**EXERCISE PROMPT**
Pick out every line of the records that contains the string "knife", matching case exactly, and copy each one.

(Labeled area outline entries)
□ □ □ □ □ □ □
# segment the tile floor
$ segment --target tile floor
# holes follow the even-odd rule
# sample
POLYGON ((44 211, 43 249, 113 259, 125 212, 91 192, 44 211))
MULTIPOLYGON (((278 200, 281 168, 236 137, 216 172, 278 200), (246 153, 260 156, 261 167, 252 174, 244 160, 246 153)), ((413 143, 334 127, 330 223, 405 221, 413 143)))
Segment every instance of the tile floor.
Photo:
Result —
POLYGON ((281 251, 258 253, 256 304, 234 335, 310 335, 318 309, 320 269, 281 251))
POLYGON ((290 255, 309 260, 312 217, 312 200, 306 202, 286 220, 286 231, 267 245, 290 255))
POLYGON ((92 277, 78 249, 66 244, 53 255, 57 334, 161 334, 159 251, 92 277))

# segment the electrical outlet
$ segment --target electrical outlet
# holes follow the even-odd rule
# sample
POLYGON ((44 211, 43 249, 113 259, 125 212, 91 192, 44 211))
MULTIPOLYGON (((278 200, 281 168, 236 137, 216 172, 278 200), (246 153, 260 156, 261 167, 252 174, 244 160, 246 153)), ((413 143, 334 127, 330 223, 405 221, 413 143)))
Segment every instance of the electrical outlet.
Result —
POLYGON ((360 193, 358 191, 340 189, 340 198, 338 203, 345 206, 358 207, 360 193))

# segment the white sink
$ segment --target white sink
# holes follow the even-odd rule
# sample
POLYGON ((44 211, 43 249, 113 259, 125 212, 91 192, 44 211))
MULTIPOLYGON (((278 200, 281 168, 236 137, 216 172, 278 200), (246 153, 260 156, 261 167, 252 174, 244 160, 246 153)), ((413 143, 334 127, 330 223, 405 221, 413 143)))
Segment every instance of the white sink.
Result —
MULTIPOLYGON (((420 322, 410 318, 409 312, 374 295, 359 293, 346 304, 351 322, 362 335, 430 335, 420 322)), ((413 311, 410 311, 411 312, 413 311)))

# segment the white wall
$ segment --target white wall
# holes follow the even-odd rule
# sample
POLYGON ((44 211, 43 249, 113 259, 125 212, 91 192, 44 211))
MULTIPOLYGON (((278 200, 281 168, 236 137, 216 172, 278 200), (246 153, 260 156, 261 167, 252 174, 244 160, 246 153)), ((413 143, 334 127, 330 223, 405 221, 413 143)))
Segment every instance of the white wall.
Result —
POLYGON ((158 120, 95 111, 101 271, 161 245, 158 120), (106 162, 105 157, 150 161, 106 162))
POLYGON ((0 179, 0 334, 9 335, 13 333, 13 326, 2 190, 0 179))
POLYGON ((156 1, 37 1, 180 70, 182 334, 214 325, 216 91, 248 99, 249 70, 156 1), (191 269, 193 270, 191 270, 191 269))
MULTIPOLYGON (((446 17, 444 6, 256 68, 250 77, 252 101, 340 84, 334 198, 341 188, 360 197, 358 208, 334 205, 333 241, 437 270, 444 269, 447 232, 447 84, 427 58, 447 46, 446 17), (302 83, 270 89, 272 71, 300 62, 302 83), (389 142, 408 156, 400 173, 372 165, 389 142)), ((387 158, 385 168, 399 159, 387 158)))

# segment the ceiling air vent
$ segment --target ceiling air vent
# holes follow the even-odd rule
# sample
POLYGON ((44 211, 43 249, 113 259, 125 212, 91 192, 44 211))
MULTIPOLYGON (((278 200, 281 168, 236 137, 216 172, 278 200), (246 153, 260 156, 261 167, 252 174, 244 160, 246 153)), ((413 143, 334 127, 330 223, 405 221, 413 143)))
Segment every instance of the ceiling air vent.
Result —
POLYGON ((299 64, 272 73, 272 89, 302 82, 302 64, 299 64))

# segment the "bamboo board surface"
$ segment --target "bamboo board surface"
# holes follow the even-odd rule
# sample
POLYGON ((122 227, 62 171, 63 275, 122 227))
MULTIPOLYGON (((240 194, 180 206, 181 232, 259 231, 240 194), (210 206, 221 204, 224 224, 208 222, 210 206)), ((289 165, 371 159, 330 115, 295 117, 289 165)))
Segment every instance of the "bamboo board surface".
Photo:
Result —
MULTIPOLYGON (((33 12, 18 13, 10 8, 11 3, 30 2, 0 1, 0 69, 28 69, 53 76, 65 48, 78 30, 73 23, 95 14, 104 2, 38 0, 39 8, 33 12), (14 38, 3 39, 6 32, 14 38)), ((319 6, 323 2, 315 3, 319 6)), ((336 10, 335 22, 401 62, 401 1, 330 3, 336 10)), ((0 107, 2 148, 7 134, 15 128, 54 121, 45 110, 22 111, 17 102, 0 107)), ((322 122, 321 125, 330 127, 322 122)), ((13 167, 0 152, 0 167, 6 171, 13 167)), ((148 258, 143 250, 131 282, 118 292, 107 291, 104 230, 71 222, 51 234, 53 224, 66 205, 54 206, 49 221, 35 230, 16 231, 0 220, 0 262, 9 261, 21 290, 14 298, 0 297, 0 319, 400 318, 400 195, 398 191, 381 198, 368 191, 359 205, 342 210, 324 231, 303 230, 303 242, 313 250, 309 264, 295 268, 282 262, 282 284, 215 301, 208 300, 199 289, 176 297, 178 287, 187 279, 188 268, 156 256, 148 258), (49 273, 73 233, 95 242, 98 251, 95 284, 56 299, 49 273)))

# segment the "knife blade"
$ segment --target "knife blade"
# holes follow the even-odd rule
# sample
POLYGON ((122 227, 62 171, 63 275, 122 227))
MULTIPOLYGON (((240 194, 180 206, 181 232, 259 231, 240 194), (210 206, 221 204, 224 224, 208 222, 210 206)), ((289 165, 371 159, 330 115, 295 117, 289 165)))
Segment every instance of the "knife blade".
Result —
□ □ □ □ □ □ □
**RESULT OF THIS TASK**
# segment the "knife blade"
$ segment --target "knife blade"
Segment every instance of the "knife blade".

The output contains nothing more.